Estratto del documento:
· · ·
E non solo loro: in totale si contano sul palco circa una decina di persone indaffarate, la cui principale caratteristica è quella di sembrare una folla esagitata, sempre in bilico sull’orlo del disastro musicale, quando invece nessuna sensazione potrebbe essere più lontana dalla realtà. In effetti, si tratta dell’esatto contrario: ognuno sa esattamente quello che sta facendo e quello che dovrà fare tra un attimo, che è una cosa completamente diversa da quello che ha appena fatto un attimo prima. In termini di coscienza del proprio ruolo nella performance li posizionerei a un livello di anarchia che sta giusto un briciolo sopra una parata militare nord-coreana. Eppure saltano, scorrazzano, si scambiano strumenti, compiti, voci e controvoci: insomma, fanno più di quel che possono per darti l’impressione sbagliata, ovvero che tutto l’ambaradan possa da un momento all’altro collassare in una bolla di macerie sonore. Cosa che — ovviamente — non accade. Mai.

Pur essendo questa volta — soprattutto se paragonato a quelli del tour precedente, in particolare se guardiamo agli effetti scenici, all’imponenza del palco ed all’esibizionismo meno appariscente nel vestiario — di fronte a uno show quasi sobrio (se questa parola accostata agli Arcade Fire non rischiasse di superare i confini dell’ossimoro) l’atmosfera che si percepisce, costante, fitta e inequivocabile è quella di opulenza musicale, mista alla conferma che ormai anche la parola “indie” stessa, al loro cospetto, non abbia più questo gran senso. Con un disco da promuovere in arrivo, lascia infatti piacevolmente sorpresi il fatto che lo spazio dedicato a Everything Now sia quello che è: Butler e compagni propongono un viaggio perfettamente equilibrato attraverso la loro discografia, un greatest hits ragionato come fossero una band dalla carriera trentennale. Più che gli Abba, a tratti — per l’atteggiamento — sembrano i Queen, ovvero un gruppo con un ben preciso obiettivo in testa: dimostrare al mondo che possono suonare qualunque genere musicale almeno ai livelli dei maggiori esponenti di quel particolare genere musicale. E quando dico “qualsiasi”, intendo qualsiasi. Lo fanno con la stessa faccia tosta, ma con meno supponenza della band di Freddie Mercury, alternando le angosce del passato con la malcelata spensieratezza del presente. Un collettivo che ha toccato tutte le tappe di quella via crucis chiamata successo, dall’effetto sorpresa allo status di next big thing, dal sentirsi un riferimento per la scena internazionale all’essere una cosiddetta band da stadio (da ippodromo, diciamo, viste le location scelte per questo mini-tour italiano — e mai definizione fu più azzeccata, visto che sono tutti quanti, a tutti gli effetti, dei bei cavalli di razza). Una band estremamente intelligente che non si fa intimorire dall’equazione indie-rock = serious business, che ha capito — questo sì, davvero, come gli Abba — che quell’affare stramaledetto serio e un’estasi musicale fatta di paillettes, costumi e lustrini, una solida melanconia di fondo colorata da uno strato di zucchero filato in superficie non sono semplicemente compatibili, ma anzi complementari. È tutto pop, e ogni altro tentativo di far gerarchie di genere o di mood al suo interno è una perdita di tempo.
· · ·
Descrizione del compito: Prosegui la recensione del concerto degli Arcade Fire riportata qui sopra, partendo subito dopo la sua ultima frase.

Estratti del dataset:
· · ·
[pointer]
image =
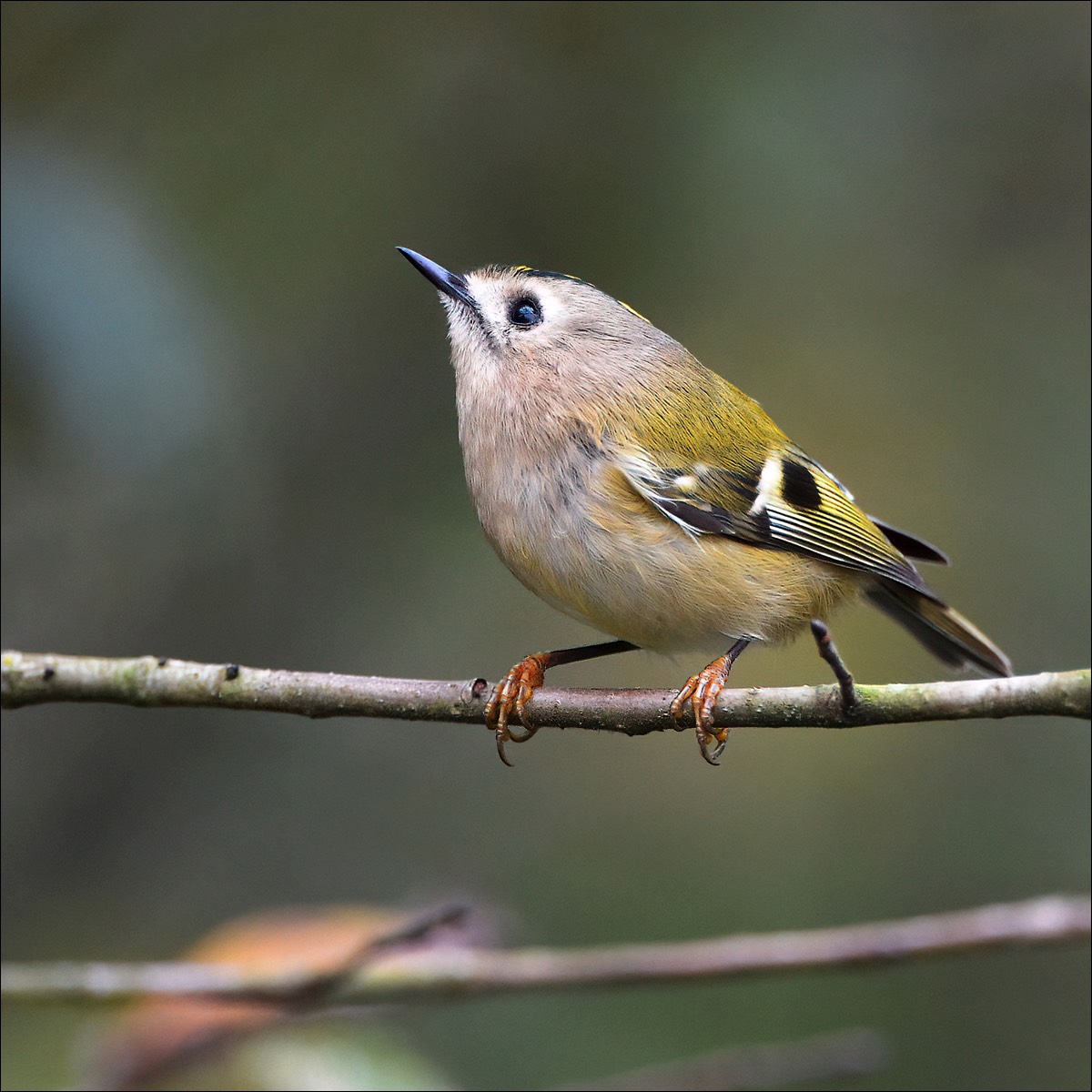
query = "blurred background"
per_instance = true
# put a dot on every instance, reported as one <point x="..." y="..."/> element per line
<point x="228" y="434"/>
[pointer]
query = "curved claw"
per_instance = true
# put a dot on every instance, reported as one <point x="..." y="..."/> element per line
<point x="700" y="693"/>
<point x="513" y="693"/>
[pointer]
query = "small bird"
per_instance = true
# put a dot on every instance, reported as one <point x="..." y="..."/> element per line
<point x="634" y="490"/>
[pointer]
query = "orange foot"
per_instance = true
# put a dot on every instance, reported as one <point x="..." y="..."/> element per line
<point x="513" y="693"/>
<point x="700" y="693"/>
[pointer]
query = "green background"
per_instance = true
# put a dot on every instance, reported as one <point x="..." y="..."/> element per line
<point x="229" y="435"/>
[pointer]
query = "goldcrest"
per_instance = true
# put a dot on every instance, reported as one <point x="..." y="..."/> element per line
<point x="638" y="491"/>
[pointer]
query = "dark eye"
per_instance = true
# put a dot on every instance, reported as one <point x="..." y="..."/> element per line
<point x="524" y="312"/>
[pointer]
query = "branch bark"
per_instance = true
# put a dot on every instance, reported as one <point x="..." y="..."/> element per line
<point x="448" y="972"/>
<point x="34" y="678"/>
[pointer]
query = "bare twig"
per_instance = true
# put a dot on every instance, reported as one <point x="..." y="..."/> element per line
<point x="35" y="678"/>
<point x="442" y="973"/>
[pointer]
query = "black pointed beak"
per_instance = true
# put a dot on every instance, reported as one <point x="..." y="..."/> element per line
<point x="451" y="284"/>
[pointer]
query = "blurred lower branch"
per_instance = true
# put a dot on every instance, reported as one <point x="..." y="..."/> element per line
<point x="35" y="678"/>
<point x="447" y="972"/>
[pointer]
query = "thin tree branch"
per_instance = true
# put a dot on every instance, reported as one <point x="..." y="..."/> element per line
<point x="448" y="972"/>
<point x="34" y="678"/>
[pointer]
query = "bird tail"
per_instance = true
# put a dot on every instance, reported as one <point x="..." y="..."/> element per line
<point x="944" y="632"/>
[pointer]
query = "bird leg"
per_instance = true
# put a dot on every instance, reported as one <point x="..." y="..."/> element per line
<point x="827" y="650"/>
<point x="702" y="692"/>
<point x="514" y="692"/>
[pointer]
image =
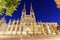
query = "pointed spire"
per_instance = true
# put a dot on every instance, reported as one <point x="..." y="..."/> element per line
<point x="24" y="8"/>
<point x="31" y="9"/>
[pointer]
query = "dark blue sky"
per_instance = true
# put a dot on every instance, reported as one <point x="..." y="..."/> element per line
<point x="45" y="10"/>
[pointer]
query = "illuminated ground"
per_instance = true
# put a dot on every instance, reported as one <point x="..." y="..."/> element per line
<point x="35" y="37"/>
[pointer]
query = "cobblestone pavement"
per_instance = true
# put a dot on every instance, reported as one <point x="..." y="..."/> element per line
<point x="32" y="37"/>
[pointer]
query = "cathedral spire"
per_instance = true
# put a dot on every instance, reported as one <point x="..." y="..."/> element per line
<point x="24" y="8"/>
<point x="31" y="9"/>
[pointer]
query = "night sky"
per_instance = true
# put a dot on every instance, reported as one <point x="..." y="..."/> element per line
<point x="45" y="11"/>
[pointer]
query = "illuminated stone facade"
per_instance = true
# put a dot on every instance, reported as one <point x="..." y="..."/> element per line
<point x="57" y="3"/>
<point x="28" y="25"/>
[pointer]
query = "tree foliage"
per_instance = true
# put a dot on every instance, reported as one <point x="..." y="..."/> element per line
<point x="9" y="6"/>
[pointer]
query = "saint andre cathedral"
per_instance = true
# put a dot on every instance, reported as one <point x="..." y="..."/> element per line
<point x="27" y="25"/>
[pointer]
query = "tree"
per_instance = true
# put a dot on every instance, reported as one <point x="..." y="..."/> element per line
· · ·
Risposta al compito:
“God, make me famous / If you can’t just make it painless” cantano nell’ultima delle anteprime dal nuovo album — Creature Comfort, a mio parere l’episodio migliore tra i quattro inediti presentati fino a adesso e che qua a Firenze ha il delicato compito di chiudere il set principale. Ecco, non so quanto sia stato doloroso il processo che hanno attraversato questi ragazzi, quanto è stato complicato il rapido cammino che li ha portati dai sobborghi di Montreal alle stelle, ma se — come pare — è stato sopportabile e non si è lasciato dietro troppi cadaveri, direi che il buon Dio — a oggi, almeno a vedere il mare di mani che oscillano all’unisono stasera (quante? “Cinquantamila!” diranno i miei piccoli lettori — no, meno, ma abbastanza comunque) può tranquillamente evitare di perder tempo a cercare soluzioni dell’ultimo momento per mettere in pratica la seconda parte della supplica che — alzi le proprie, di mani, chi nutre dei dubbi al riguardo — non ha (e mai più avrà) ragione di essere.

I bis sono “soltanto” due, ma da soli potrebbero valere il prezzo del biglietto: una Neighborhood #3 (Power Out) semplicemente devastante, con Régine che finisce per maltrattare lo xilofono con la furia con cui un batterista metal suonerebbe la sua doppia-cassa, seguita da quella che — nonostante tutto, ancora adesso — rimane una delle canzoni più attese durante i live della band, introdotta da quell’opening che ormai in Italia — grazie a Lilli Gruber — conoscono tutti (e quando dico “tutti”, intendo tutti — anche quelli che credono che Arcade Fire sia un vecchio videogame anni 80 in cui un pompiere con i baffi doveva salvare una gentile donzella accaldata dalle grinfie di un gorilla piromane). Rebellion (Lies) di solito viene proposta in apertura, ma questa volta — precisa, dettagliata e confortante come un “Punto di Paolo Pagliaro” — ha l’ingrato ruolo di annunciare la fine delle danze in quel ribaltamento tra fine e inizio che accennavo un po’ di righe fa e che chiude l’ennesimo cerchio della serata.

Rimane solo il tempo di seguire — un po’ stupiti, a bocca aperta, ma non troppo — William che sulle note finali abbandona il palco e, accompagnato dal solo fido tamburo, scavalca le transenne e si lancia in una corsa forsennata lungo tutto il perimetro dell’ippodromo (circolare, anche quello). Nessuno ha la prontezza di cronometrare il tempo sul giro, e il premio per la migliore prestazione va quindi al tecnico che manovra il seguipersone (ai più noto come “occhio di bue”) che riesce con quel cerchio perfetto (sì, un’altro) di luce a stargli dietro maniera quasi certosina, illuminandolo senza sbavature almeno finchè non scompare all’orizzonte. Chissà dove. Chissà per quanto.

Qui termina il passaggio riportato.